● **Instructions for the task**: From the data below, select and copy every line that contains the string "mountain". Uppercase and lowercase letters count as different.

------------

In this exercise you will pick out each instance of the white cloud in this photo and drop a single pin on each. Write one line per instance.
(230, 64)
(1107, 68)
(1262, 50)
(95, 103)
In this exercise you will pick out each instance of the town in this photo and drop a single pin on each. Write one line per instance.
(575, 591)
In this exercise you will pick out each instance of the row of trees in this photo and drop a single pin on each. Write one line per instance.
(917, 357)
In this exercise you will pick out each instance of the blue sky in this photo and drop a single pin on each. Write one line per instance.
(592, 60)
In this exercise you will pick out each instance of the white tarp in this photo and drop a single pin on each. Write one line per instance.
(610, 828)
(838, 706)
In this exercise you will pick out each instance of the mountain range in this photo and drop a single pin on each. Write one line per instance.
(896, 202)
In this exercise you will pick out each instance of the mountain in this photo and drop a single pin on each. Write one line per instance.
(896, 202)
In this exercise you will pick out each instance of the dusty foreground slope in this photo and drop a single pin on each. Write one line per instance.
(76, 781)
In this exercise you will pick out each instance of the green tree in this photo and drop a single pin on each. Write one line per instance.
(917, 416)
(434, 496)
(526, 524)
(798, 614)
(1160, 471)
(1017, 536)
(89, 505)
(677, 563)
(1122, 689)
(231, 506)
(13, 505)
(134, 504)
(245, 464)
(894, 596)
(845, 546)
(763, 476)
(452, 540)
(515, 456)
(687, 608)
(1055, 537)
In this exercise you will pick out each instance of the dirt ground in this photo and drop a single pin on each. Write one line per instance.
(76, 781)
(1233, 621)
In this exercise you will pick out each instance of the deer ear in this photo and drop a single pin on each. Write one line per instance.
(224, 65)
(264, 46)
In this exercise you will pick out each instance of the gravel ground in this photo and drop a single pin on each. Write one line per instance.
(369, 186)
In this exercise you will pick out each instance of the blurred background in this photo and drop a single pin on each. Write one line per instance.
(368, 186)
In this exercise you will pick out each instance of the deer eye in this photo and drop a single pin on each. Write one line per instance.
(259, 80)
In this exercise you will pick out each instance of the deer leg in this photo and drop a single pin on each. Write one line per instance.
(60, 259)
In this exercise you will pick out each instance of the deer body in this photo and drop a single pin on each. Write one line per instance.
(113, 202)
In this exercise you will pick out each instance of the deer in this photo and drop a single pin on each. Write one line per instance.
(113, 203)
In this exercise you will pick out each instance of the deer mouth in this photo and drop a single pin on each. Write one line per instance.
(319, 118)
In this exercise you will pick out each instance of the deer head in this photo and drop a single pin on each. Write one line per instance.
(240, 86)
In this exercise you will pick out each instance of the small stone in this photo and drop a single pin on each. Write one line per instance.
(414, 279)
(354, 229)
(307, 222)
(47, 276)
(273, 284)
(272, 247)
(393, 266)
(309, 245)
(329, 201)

------------

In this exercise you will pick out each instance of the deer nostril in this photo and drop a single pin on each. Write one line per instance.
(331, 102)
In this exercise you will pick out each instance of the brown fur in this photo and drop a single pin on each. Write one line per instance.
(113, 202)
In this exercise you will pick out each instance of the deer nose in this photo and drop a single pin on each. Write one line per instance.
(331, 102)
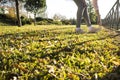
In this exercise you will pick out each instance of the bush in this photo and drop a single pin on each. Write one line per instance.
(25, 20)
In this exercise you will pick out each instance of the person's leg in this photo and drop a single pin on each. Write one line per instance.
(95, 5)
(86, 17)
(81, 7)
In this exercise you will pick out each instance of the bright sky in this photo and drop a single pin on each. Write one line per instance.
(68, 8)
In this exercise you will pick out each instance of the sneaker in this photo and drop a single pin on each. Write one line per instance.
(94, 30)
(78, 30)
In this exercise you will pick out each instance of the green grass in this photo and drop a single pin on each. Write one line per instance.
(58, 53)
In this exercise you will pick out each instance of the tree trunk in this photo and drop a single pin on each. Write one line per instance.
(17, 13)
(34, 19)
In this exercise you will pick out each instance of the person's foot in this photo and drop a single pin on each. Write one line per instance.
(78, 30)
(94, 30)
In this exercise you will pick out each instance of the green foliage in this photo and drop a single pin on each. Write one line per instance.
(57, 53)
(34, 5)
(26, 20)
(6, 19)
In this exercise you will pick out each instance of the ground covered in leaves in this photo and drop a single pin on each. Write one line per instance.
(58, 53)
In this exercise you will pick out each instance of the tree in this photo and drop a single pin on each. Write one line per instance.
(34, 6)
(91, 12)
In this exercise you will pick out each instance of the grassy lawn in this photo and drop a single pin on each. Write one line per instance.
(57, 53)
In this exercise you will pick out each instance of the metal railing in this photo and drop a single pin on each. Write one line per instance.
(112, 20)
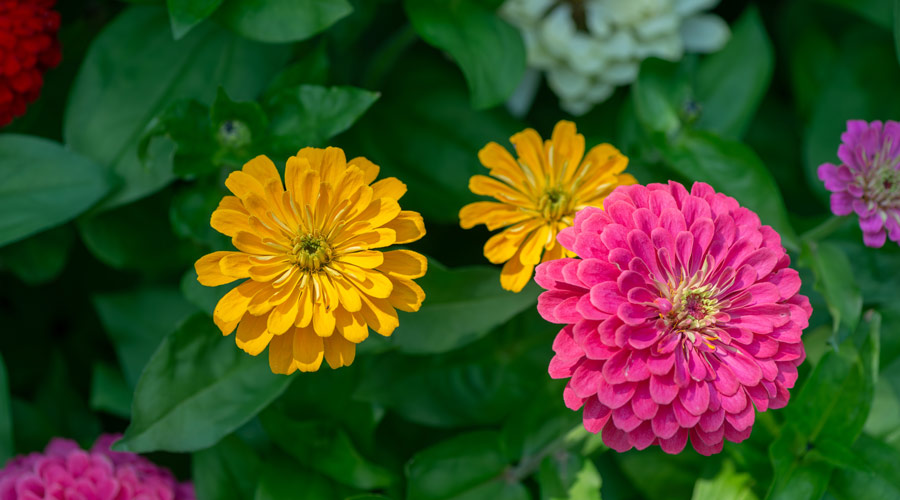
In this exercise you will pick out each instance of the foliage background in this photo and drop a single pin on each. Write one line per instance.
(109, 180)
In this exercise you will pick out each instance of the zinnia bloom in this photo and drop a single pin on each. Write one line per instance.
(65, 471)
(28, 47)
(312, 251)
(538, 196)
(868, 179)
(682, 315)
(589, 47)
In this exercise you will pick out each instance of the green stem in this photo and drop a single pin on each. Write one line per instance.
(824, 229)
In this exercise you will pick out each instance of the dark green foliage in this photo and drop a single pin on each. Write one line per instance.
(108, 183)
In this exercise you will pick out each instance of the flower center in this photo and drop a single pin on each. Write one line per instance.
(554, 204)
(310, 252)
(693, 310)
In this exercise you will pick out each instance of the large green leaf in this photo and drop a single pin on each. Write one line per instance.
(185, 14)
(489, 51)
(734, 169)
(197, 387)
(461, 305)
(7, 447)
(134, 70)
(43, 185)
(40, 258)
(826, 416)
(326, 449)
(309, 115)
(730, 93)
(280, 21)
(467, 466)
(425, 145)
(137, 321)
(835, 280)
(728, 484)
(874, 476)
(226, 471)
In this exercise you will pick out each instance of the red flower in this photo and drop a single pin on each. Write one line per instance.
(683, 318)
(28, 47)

------------

● **Expected answer**:
In this exercise you will pick out each instance of the mountain range in this photo and drop a single pin on each. Write one line per instance.
In this exercise you will pick out each instance of the mountain in this photo and drop a single pin on each. Write one line per instance.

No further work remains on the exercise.